Exercise instructions |
Please reproduce exactly the line that contains "of the french" and every line after it through the end of the records below, adding nothing else.

- - - - -

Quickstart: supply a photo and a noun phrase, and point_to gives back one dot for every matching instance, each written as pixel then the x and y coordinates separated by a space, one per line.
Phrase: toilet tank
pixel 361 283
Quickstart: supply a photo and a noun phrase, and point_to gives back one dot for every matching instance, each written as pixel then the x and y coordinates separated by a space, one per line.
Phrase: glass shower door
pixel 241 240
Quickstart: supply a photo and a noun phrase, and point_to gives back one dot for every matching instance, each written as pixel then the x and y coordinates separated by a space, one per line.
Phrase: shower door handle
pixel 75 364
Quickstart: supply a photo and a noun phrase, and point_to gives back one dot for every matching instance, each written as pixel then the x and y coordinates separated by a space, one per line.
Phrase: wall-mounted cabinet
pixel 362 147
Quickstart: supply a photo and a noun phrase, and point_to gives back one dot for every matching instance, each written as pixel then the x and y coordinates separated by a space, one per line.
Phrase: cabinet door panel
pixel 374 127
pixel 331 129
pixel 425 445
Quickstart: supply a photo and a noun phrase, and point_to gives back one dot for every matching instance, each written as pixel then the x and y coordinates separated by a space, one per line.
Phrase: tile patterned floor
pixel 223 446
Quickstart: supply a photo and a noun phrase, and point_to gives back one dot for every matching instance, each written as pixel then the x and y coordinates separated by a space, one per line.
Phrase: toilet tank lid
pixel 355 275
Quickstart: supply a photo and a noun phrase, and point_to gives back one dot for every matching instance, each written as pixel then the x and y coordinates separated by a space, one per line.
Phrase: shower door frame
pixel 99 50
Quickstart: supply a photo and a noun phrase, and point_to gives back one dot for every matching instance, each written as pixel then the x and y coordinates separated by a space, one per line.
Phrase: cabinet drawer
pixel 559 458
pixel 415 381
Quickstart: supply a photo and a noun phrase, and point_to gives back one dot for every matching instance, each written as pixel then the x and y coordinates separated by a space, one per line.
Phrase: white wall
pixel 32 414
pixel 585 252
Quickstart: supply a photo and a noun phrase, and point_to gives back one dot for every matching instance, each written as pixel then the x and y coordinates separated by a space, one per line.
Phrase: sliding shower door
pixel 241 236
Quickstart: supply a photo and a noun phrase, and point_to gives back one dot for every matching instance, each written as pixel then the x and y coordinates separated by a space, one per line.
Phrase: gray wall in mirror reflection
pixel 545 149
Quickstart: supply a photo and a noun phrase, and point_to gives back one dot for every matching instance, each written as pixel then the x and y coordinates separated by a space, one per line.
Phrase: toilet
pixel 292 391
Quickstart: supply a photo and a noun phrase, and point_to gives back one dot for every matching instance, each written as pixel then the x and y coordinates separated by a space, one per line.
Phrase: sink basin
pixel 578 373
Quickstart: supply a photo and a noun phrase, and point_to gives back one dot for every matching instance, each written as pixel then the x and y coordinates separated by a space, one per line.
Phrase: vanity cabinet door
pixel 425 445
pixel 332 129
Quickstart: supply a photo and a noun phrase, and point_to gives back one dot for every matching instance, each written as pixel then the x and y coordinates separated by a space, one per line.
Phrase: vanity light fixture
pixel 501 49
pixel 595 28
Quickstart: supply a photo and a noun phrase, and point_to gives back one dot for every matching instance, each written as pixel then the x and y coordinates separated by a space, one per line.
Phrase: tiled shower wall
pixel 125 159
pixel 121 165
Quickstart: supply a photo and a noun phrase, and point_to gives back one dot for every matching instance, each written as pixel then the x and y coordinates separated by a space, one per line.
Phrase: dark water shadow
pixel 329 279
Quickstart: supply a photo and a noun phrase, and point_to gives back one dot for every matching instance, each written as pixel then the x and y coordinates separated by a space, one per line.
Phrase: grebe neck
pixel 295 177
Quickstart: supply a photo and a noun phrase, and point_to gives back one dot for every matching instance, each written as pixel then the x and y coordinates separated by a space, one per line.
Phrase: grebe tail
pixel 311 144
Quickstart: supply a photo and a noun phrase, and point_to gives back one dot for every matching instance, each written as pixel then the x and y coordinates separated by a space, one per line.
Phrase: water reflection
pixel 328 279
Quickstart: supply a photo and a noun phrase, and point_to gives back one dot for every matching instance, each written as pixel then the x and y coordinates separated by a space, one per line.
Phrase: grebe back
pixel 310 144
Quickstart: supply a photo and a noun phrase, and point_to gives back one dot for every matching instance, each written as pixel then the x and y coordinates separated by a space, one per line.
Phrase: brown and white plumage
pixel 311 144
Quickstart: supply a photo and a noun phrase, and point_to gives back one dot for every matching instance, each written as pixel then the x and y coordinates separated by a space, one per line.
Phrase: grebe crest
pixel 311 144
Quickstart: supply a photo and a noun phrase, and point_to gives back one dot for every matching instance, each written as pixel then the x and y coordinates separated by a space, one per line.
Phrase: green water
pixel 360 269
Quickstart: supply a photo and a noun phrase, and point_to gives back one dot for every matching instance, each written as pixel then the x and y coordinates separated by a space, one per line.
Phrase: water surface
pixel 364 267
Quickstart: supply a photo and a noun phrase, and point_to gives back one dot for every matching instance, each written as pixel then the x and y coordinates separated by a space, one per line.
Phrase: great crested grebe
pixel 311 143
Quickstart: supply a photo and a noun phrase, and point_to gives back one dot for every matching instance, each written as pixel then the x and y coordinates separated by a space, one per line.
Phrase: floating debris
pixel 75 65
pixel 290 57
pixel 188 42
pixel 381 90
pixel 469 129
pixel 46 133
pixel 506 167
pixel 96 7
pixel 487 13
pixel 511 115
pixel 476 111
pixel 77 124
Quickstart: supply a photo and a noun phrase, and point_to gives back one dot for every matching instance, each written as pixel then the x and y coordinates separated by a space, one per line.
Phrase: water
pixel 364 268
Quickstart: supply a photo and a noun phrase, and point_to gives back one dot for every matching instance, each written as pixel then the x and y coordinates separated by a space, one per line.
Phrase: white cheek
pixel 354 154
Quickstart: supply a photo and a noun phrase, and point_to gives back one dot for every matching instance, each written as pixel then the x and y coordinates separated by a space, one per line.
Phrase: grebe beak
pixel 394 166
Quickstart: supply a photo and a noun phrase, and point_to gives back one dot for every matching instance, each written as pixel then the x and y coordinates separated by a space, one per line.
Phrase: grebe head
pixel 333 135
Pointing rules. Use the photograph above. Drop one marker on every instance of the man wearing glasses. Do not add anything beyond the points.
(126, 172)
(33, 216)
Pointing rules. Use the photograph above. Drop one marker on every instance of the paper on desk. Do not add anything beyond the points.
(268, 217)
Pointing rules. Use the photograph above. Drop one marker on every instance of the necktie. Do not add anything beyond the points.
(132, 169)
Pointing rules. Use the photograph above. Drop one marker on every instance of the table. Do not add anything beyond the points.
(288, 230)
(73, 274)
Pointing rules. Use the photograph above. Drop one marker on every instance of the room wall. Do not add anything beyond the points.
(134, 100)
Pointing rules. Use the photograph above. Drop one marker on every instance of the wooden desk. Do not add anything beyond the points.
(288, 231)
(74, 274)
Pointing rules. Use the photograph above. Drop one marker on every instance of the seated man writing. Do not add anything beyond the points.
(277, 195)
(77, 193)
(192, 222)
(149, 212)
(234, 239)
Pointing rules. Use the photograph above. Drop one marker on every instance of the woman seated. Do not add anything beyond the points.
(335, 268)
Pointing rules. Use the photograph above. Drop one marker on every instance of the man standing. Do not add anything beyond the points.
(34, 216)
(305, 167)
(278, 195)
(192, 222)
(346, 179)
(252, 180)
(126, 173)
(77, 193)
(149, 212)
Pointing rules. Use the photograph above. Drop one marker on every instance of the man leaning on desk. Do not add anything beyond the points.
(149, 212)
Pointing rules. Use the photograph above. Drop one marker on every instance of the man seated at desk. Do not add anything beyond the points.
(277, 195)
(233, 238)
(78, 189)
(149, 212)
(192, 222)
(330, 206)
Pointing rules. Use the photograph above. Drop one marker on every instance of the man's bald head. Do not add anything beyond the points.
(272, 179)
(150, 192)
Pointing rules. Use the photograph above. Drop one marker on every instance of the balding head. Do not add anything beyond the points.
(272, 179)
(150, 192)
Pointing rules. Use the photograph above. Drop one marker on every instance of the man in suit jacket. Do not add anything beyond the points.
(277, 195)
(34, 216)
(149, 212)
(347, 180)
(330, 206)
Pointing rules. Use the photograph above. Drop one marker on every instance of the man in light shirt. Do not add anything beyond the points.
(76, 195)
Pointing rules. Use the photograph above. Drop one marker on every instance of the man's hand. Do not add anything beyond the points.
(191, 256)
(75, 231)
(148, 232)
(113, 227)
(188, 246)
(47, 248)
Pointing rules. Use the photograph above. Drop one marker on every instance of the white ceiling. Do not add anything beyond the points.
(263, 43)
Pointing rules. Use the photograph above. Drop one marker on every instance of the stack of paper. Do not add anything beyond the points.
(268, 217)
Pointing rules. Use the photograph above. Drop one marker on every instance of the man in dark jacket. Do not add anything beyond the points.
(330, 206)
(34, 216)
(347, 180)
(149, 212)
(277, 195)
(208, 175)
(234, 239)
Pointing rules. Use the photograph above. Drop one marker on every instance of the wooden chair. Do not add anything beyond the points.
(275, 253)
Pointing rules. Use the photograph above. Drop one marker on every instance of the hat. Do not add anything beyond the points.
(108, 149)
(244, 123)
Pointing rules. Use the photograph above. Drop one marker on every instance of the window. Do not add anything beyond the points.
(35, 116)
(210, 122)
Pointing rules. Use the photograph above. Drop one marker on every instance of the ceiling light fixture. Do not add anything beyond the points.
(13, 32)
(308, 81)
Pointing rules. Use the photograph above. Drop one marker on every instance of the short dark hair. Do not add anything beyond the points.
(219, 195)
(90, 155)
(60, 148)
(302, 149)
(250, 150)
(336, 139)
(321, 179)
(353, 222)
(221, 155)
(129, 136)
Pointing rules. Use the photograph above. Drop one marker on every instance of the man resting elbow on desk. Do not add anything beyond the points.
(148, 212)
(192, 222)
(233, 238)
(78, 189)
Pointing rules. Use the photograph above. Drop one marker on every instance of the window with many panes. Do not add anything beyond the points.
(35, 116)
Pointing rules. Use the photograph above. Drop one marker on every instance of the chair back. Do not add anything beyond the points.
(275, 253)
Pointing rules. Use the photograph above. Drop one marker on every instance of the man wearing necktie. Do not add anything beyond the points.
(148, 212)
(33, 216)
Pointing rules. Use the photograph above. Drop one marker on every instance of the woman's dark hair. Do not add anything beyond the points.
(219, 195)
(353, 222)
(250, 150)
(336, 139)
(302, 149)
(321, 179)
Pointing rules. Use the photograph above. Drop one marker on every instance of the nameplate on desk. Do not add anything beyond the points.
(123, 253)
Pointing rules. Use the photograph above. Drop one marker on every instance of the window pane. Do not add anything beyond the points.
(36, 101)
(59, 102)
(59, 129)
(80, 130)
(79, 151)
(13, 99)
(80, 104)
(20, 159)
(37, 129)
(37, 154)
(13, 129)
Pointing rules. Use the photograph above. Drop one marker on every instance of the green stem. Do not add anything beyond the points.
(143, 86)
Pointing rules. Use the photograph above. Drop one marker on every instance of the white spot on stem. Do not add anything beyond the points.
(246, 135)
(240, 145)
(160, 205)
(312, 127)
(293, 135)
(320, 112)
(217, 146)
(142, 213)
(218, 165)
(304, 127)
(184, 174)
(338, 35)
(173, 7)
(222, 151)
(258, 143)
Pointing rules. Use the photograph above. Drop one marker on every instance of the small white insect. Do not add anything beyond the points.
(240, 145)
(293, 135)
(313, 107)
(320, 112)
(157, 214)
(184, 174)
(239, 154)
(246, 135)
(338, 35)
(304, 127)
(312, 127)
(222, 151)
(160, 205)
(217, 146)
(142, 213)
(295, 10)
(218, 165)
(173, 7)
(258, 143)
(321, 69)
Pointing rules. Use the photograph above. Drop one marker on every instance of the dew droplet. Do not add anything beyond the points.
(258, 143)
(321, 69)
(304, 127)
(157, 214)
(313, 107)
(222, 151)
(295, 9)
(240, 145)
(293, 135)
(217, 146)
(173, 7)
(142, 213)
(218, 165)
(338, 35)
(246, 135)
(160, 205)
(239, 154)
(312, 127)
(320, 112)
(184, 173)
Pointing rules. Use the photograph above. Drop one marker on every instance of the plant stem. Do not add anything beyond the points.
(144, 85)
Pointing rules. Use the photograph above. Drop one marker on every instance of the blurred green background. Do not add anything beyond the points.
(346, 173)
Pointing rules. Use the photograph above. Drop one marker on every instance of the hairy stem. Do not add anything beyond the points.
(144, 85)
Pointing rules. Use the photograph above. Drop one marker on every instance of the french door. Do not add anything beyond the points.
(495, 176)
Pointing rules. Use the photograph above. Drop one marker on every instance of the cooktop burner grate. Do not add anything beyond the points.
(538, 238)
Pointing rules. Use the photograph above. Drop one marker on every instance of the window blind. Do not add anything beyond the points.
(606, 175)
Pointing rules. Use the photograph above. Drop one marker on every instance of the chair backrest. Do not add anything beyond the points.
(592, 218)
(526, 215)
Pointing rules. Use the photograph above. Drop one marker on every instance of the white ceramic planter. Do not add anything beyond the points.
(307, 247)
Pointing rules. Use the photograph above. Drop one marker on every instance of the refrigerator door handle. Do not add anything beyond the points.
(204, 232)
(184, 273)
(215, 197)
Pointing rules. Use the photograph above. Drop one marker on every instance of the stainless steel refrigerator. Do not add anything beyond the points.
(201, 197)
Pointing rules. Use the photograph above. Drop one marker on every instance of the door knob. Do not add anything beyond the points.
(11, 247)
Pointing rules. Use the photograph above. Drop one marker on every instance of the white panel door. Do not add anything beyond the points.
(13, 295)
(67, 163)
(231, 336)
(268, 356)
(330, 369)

- - - - -

Result |
Pointing rules. Use the photograph above. Drop one marker on every instance of the french door. Do not add anything beyond the points.
(495, 176)
Pointing rules. Use the photograph above. Drop one marker on every instance of the cooktop burner grate. Do not add anything beyond the points.
(538, 238)
Pointing rules. Use the photograph above. Drop one marker on every instance of the window blind. Do not add anything beyond the points.
(606, 175)
Pointing rules. Use the photograph above. Drop one marker on every instance of the chair backrest. Do not add anything beyond the points.
(592, 218)
(526, 215)
Pointing rules. Use the photograph above. Drop one marker on every instance of the white ceramic planter. Do not add anything beyond the points.
(307, 247)
Pointing rules. Use the photograph above. Drop one marker on every instance of the refrigerator door handle. Do not add anything beyond the points.
(204, 232)
(184, 273)
(215, 197)
Pointing rules. Use the photograph above. Drop one marker on every instance of the stainless steel refrigerator. Do not add anything beyond the points.
(201, 197)
Pointing rules. Use the photograph above. Drop one marker on every instance of the door knob. Do not add anything beyond the points.
(11, 247)
Pointing rules. Use the photograph above. Drop one marker on every instance of the white panel door. Do not add anything beyond the points.
(13, 295)
(67, 163)
(231, 336)
(268, 356)
(330, 369)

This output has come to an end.